* **TASK TO CARRY OUT**
Write the material out again exactly.

* **STORED RECORDS**
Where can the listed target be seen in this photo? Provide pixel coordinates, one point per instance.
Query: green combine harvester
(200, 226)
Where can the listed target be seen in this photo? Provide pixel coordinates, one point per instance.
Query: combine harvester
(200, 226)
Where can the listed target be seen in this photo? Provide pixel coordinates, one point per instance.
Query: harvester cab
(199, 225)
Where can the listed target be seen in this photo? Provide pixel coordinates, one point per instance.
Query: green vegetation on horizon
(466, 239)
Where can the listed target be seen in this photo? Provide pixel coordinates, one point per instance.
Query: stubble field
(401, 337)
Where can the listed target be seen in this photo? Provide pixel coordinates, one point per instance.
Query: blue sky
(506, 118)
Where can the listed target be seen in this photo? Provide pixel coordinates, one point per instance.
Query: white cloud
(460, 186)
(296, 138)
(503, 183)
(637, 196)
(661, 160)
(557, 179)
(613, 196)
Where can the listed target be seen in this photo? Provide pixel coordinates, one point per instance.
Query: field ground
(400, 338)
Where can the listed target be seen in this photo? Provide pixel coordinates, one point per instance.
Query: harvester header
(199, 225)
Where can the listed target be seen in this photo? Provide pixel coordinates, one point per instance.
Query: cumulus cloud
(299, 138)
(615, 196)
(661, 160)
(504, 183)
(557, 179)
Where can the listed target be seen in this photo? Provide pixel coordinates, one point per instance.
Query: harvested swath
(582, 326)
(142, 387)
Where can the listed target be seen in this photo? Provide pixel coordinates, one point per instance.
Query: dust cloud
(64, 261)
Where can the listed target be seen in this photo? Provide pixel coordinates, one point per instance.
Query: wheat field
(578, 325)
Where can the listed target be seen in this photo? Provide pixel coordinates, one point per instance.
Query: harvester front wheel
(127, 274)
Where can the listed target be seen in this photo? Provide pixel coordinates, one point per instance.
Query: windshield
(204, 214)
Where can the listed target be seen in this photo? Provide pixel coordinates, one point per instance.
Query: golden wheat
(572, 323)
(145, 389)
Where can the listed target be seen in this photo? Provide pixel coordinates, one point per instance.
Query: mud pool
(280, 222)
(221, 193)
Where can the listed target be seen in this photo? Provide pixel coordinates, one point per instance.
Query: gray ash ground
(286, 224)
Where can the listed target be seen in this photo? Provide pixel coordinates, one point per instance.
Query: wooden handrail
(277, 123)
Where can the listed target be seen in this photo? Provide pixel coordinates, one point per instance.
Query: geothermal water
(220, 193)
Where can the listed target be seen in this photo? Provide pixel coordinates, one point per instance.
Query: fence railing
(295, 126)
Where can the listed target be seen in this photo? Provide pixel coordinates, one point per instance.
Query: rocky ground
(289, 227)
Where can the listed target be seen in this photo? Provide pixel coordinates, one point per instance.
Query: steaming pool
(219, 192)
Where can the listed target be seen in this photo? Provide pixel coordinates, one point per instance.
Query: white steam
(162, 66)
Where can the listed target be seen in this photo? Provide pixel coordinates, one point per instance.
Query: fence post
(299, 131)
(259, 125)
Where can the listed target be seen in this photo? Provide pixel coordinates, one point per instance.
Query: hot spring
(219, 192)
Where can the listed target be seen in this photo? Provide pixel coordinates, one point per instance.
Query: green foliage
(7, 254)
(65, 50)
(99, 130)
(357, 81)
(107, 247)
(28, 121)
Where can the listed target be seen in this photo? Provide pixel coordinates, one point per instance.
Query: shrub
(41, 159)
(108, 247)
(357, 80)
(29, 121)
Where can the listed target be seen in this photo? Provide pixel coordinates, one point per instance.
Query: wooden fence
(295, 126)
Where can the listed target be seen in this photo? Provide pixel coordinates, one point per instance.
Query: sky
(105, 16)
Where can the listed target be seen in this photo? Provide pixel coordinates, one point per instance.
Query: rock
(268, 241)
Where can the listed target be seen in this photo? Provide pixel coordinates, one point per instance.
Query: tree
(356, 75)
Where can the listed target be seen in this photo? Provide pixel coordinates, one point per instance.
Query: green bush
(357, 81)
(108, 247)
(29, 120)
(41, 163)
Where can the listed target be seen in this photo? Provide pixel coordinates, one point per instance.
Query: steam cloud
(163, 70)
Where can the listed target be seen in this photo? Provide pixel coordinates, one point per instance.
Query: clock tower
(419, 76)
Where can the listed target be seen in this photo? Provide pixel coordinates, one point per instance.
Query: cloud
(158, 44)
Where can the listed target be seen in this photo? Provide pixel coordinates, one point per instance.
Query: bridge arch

* **THE ANSWER**
Where can the listed target be seen in this photo? Provide pixel coordinates, one point per instance.
Query: green combine harvester
(200, 226)
Where can the listed target be seen in this photo? Provide pixel coordinates, one point per instance.
Query: combine harvester
(200, 226)
Where can the listed target be seen in this photo? Provide pixel coordinates, one point per instance.
Query: harvester cab
(199, 225)
Where can the listed target be seen in this photo? Provide pixel coordinates, one point per instance.
Query: green vegetation on horizon
(466, 239)
Where can the listed target be seen in this photo? Provide pixel coordinates, one point per instance.
Query: stubble field
(401, 337)
Where can the listed target be seen in this photo? Provide pixel coordinates, one point per instance.
Query: blue sky
(506, 118)
Where can the listed target be seen in this photo? Provide pixel coordinates, one point per instance.
Query: white cloud
(460, 186)
(296, 138)
(503, 183)
(637, 196)
(661, 160)
(557, 179)
(613, 196)
Where can the listed target be seen in this photo? Provide pixel coordinates, one point per instance.
Query: field ground
(400, 338)
Where can the listed target be seen in this photo? Provide pixel coordinates, one point per instance.
Query: harvester header
(199, 225)
Where can the listed target be seen in this photo? Provide pixel coordinates, one point per instance.
Query: cumulus cloud
(299, 138)
(615, 196)
(661, 160)
(504, 183)
(557, 179)
Where can the listed target be seen in this photo? Provide pixel coordinates, one point per instance.
Query: harvested swath
(582, 326)
(142, 387)
Where can the listed target be seen in this photo? Provide pixel coordinates, one point per instance.
Query: dust cloud
(64, 261)
Where can the listed target be seen in this photo? Provide pixel coordinates, one point per instance.
Query: wheat field
(578, 325)
Where can the listed target be seen in this photo? Provide pixel coordinates, one point per instance.
Query: harvester front wheel
(127, 274)
Where can the listed target be seen in this photo? Provide pixel coordinates, one point per instance.
Query: windshield
(204, 214)
Where can the listed target be seen in this photo? Provide pixel coordinates, one point per instance.
Query: golden wheat
(572, 323)
(145, 389)
Where can the listed target be seen in this photo? Provide pixel coordinates, one point per instance.
Query: mud pool
(280, 222)
(221, 193)
Where can the listed target be seen in this photo? Provide pixel coordinates, one point per instance.
Query: gray ash ground
(286, 224)
Where can the listed target be seen in this photo? Provide pixel coordinates, one point per instance.
Query: wooden handrail
(277, 123)
Where can the listed target be seen in this photo? Provide pixel coordinates, one point per instance.
Query: geothermal water
(220, 193)
Where can the listed target be seen in this photo? Provide pixel coordinates, one point per instance.
Query: fence railing
(295, 126)
Where can the listed target be seen in this photo? Provide pixel coordinates, one point per instance.
Query: rocky ground
(289, 227)
Where can the listed target be seen in this photo? Provide pixel coordinates, one point per instance.
Query: steaming pool
(219, 192)
Where can the listed target be seen in this photo? Provide pixel coordinates, one point per instance.
Query: white steam
(162, 66)
Where can the listed target be seen in this photo? Provide pixel coordinates, one point per instance.
Query: fence post
(299, 131)
(259, 125)
Where can the listed target be seen in this photo? Provide pixel coordinates, one point per instance.
Query: hot spring
(219, 192)
Where can the listed target be seen in this photo? Provide pixel coordinates, one point per instance.
Query: green foliage
(7, 254)
(65, 50)
(99, 130)
(357, 81)
(107, 247)
(28, 121)
Where can the listed target be seen in this photo? Provide pixel coordinates, one point per instance.
Query: shrub
(41, 159)
(108, 247)
(357, 80)
(29, 121)
Where can the listed target be seen in this photo? Provide pixel coordinates, one point per instance.
Query: wooden fence
(295, 126)
Where can the listed target be seen in this photo? Provide pixel coordinates, one point per instance.
Query: sky
(105, 16)
Where can the listed target be seen in this photo? Provide pixel coordinates, one point per instance.
Query: rock
(268, 241)
Where can the listed target be seen in this photo? Provide pixel coordinates, one point per instance.
Query: tree
(356, 75)
Where can the listed target be seen in this photo? Provide pixel coordinates, one point per instance.
Query: green bush
(357, 81)
(108, 247)
(29, 120)
(41, 163)
Where can the listed target be seen in this photo? Provide pixel coordinates, one point per instance.
Query: steam cloud
(163, 70)
Where can the listed target be seen in this photo? Provide pixel coordinates, one point per instance.
Query: clock tower
(419, 76)
Where can the listed target be seen in this photo? Provide pixel coordinates, one point per instance.
Query: cloud
(158, 44)
Where can the listed target be seen in this photo? Provide pixel coordinates, one point per instance.
Query: bridge arch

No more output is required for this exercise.